**Textauszug**
In der Tat, wenn alles super bequem wäre (Sahneasphalt, intuitive und durchgängige Streckenführung, Vorrang für Radler/innen), dann würden ja viel mehr Menschen das Fahrrad nehmen. Dann wäre Schluss mit dem individuellen Heldentum des Allwetterradlers auf der Pendlerstrecke und der Bewunderung der Kolleg/innen. Wäre Radfahren ein Massenphänomen im Stuttgarer Kessel und nicht mehr die Pioniertat von tapferen Dreißigtausend, dann wär's vorbei mit dem Nimbus. Dann könnten wir uns nicht mehr beschweren.

Unsere Infrastruktur wurde über sechzig Jahrzehnte für den Autoverkehr perfektioniert. Straßen sind alle so konstruiert, dass man sie mit dem Auto in immer gleicher Geschwindigkeit befahren kann. Stellt man irgendwo ein Tempo-40 Schild auf, gibt es Geschrei und die Zeitungen schreiben darüber. Und über rote Ampeln beschweren sie sich, jeder wünscht sich auf seiner Strecke eine grüne Welle. Denn rote Ampeln sind das Einzige, was Autofahrende zum Stillstand ausbremst. (Außer sie tun es wegen ihrer schlichten Menge durch Stau selbst, aber dann kommt sofort die Forderung nach noch mehr Autostraßen und Tunnel und Umgehrungsstaßen und und und.)

**Material**

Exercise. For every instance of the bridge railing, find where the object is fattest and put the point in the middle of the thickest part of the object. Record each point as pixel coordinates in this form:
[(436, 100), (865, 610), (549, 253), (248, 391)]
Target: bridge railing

**Zu erledigende Aufgaben**
1. Entscheide, ob die folgenden Aussagen (a), (b) und (c) mit dem Textauszug übereinstimmen, und belege jedes Ja oder Nein mit den entscheidenden Worten daraus. (a) Das Aufstellen eines Tempo-40-Schilds löst Geschrei aus. (b) Rote Ampeln sind das Einzige, was Radfahrende zum Stillstand bringt. (c) Radfahren im Stuttgarter Kessel wird als Pioniertat von tapferen Dreißigtausend bezeichnet.
2. Kopiere aus dem Textauszug wortgetreu den Abschnitt von „Unsere Infrastruktur wurde“ bis einschließlich „und und und.)“.
3. Was wünscht sich laut dem Textauszug jeder auf seiner Strecke?

**Die Ergebnisse**
1.
(a) Ja: „Stellt man irgendwo ein Tempo-40 Schild auf, gibt es Geschrei“
(b) Nein: „rote Ampeln sind das Einzige, was Autofahrende zum Stillstand ausbremst“
(c) Ja: „die Pioniertat von tapferen Dreißigtausend“

2.
Unsere Infrastruktur wurde über sechzig Jahrzehnte für den Autoverkehr perfektioniert. Straßen sind alle so konstruiert, dass man sie mit dem Auto in immer gleicher Geschwindigkeit befahren kann. Stellt man irgendwo ein Tempo-40 Schild auf, gibt es Geschrei und die Zeitungen schreiben darüber. Und über rote Ampeln beschweren sie sich, jeder wünscht sich auf seiner Strecke eine grüne Welle. Denn rote Ampeln sind das Einzige, was Autofahrende zum Stillstand ausbremst. (Außer sie tun es wegen ihrer schlichten Menge durch Stau selbst, aber dann kommt sofort die Forderung nach noch mehr Autostraßen und Tunnel und Umgehrungsstaßen und und und.)

3. Eine grüne Welle.